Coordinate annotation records

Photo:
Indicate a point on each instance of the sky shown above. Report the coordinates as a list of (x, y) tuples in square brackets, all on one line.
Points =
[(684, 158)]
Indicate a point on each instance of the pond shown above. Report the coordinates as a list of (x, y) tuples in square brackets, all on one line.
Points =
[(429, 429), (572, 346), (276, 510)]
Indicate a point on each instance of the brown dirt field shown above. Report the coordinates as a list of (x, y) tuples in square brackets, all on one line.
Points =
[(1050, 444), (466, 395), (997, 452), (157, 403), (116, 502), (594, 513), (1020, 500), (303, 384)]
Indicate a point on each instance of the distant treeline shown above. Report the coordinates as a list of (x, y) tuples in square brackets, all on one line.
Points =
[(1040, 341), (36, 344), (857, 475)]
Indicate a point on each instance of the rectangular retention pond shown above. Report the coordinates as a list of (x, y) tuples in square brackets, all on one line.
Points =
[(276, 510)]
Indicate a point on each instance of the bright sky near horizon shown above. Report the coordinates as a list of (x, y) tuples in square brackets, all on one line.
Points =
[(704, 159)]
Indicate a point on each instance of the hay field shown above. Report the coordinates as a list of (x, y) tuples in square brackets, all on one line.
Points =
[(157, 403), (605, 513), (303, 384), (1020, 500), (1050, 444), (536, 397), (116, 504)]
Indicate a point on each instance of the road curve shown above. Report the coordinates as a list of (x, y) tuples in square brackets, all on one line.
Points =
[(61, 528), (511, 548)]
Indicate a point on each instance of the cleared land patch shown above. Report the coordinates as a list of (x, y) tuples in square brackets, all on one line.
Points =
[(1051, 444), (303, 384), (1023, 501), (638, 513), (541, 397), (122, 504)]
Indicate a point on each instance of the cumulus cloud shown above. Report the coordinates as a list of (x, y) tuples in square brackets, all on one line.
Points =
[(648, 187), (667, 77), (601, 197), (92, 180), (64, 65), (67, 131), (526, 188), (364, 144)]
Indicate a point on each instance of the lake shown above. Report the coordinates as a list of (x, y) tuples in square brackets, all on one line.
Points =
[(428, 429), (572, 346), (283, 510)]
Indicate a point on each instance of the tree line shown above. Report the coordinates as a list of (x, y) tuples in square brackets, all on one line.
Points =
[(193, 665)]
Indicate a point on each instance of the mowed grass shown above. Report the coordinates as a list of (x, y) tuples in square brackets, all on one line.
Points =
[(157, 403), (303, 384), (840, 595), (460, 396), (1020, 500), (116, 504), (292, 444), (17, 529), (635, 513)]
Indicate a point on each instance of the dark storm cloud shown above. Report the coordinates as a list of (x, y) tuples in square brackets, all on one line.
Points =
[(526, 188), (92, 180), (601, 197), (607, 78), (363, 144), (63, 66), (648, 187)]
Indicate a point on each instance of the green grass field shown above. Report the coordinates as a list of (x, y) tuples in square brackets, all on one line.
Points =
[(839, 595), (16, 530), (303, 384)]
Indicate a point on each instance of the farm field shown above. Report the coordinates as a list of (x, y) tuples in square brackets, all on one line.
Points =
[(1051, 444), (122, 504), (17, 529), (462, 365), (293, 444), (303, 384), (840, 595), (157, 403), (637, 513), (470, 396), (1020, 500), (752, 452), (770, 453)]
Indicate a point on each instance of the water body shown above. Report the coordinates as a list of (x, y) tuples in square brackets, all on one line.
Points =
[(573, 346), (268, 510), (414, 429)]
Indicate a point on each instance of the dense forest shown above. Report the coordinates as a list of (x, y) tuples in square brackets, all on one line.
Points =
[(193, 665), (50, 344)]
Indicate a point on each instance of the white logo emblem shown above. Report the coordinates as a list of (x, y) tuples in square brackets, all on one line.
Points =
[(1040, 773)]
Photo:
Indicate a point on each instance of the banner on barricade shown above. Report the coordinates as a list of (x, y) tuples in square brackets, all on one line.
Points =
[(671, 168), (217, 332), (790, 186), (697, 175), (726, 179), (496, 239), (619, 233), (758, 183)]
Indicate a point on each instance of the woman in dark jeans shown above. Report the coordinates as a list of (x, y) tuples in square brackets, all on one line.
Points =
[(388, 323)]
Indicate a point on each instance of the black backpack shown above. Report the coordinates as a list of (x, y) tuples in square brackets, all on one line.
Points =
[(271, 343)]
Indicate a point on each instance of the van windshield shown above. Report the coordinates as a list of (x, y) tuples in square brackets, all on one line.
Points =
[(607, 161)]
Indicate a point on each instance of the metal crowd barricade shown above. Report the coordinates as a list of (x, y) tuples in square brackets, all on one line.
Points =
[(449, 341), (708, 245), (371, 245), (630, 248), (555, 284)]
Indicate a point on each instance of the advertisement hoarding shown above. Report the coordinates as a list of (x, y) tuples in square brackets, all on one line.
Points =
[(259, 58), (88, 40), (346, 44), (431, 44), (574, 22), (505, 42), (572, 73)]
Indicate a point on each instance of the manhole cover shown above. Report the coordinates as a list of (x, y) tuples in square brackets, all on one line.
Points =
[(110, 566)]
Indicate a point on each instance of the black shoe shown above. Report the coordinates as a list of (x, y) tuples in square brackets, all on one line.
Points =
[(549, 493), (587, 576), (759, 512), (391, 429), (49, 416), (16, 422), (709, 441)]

REQUIREMENTS -> Rewrite every one of the records, replacing "Indicate a point" with "Place a marker" and leaving everything else unchanged.

COMPLETE RESPONSE ->
Photo:
Place a marker on each instance of the sky shown above. Report the coordinates as a list of (x, y) tuples in square brackets, all on one line.
Points =
[(684, 158)]
Place a marker on each instance of the pond shown above. Report the coordinates as a list of (x, y) tuples in square brackets, all on one line.
Points =
[(429, 429), (572, 346), (276, 510)]
Place a marker on each instance of the brown dirt field shown above. Report the coordinates as a list of (x, y) tuples in square brackets, all on one line.
Points =
[(1050, 444), (466, 395), (997, 452), (157, 403), (116, 502), (594, 513), (1020, 500), (303, 384)]
Place a marker on each instance of the distant treeline shown above. Report the coordinates as a list of (x, y) tuples in square brackets, all on one line.
Points =
[(1040, 341), (36, 344), (857, 475)]
Place a marker on each instance of the rectangular retention pond shown above. Report the coordinates as a list of (x, y) tuples in square brackets, all on one line.
Points =
[(276, 510)]
Place a marker on each instance of the bright sky near horizon shown above. Report the coordinates as a list of (x, y) tuples in square brackets, all on one line.
Points =
[(704, 159)]
Place a marker on each instance of the hay field shown above. Report the coordinates as a list of (x, y) tuples in square brackets, all on one line.
Points =
[(157, 403), (605, 513), (303, 384), (1020, 500), (1050, 444), (536, 397), (116, 504)]
Place a marker on each instance of the road curve shown above. Report the coordinates as a list of (x, y) tuples in square brackets, all on one line.
Points =
[(61, 528), (511, 548)]
Place a marker on each instance of the cleared land patch shown above. Report the coordinates as a list of (x, y) tuples in square brackets, all on one line.
Points =
[(1051, 444), (303, 384), (1023, 501), (638, 513), (541, 397), (122, 504)]
Place a marker on each instance of the cumulus cloud shown above. Report the coordinates as a list of (x, y) tuples in square brackets, all on one line.
Points =
[(648, 187), (667, 77), (601, 197), (92, 180), (64, 65), (67, 131), (526, 188), (364, 144)]
Place a marker on each instance of the lake shown above. Report the coordinates as a list of (x, y) tuples in square brackets, all on one line.
Points =
[(428, 429), (572, 346), (283, 510)]
Place a marker on each instance of the tree line shown above. Report the coordinates as a list of (x, y) tuples in square brackets, all on one line.
Points =
[(193, 665)]
Place a marker on each instance of the mowed grass shown above. Report the coordinates as a list of (x, y) tuples in square brackets, all on one line.
Points =
[(157, 403), (303, 384), (840, 595), (460, 396), (1020, 500), (116, 504), (292, 444), (17, 529), (635, 513)]
Place a marker on each instance of the dark storm cloud shown above. Report the coordinates as a list of (x, y) tuples in square brackets, all on one line.
Points =
[(526, 188), (92, 180), (601, 197), (607, 78), (363, 144), (63, 66), (648, 187)]
Place a marker on each instance of the green grass field shown above. Report the coordinates as a list of (x, y) tuples in square brackets, all on one line.
Points =
[(839, 595), (16, 530), (303, 384)]
Place a marker on each instance of the farm field shown above. Report the coordinates as a list of (x, y) tuples in square brackets, all on one line.
Points =
[(1051, 444), (122, 504), (17, 529), (462, 365), (293, 444), (303, 384), (840, 595), (157, 403), (637, 513), (470, 396), (1020, 500), (752, 452), (770, 453)]
Place a marker on each instance of the water body shown above. Report the coordinates as a list of (x, y) tuples in square brackets, all on one line.
Points =
[(573, 346), (268, 510), (414, 429)]
Place a marker on each instance of the dense forest shown above. Report the coordinates as a list of (x, y) tuples in square brackets, all on one line.
Points =
[(193, 665), (50, 344)]
Place a marker on each instance of the white logo emblem shown above. Report the coordinates as a list of (x, y) tuples in square brackets, all on one line.
Points =
[(1040, 773)]
Photo:
Place a marker on each instance of the banner on barricade shown above. Report the coordinates as a list of (x, y) tuples in square brackets, all on one line.
Points =
[(671, 168), (217, 332), (790, 186), (697, 175), (726, 179), (496, 239), (619, 233), (758, 183)]
Place a marker on each instance of the woman in dark jeans shown above. Report the coordinates as a list of (x, y) tuples in square brackets, all on one line.
Points =
[(388, 323)]
Place a marker on each instance of the black backpack shown above. Report the coordinates as a list of (x, y) tuples in square brackets, all on one line.
Points =
[(271, 343)]
Place a marker on each instance of the van windshield shown above. Report the coordinates as a list of (x, y) tuples in square brackets, all on one line.
Points =
[(607, 161)]
Place a marker on each instance of the metal crowd barricade shown above. Report the coordinates as a list of (x, y) tuples in square brackets, all on one line.
Points =
[(449, 341), (708, 245), (371, 245), (630, 248), (555, 284)]
Place a marker on each instance of the advertisement hoarding shown above. Report the coordinates as a list of (x, y) tuples in square brackets, all on one line.
Points =
[(259, 58), (88, 40), (346, 44), (431, 44), (574, 22), (505, 42), (572, 73)]
Place a marker on each instance of the manhole cover shown above. Report the coordinates as a list of (x, y) tuples in square brackets, all on one line.
Points =
[(110, 566)]
Place a marker on each instance of the black shoe shown above. Report the coordinates as a list of (x, y) tuples in square brackets, all on one line.
Points =
[(549, 493), (587, 576), (759, 512), (391, 429), (49, 416), (16, 422), (709, 441)]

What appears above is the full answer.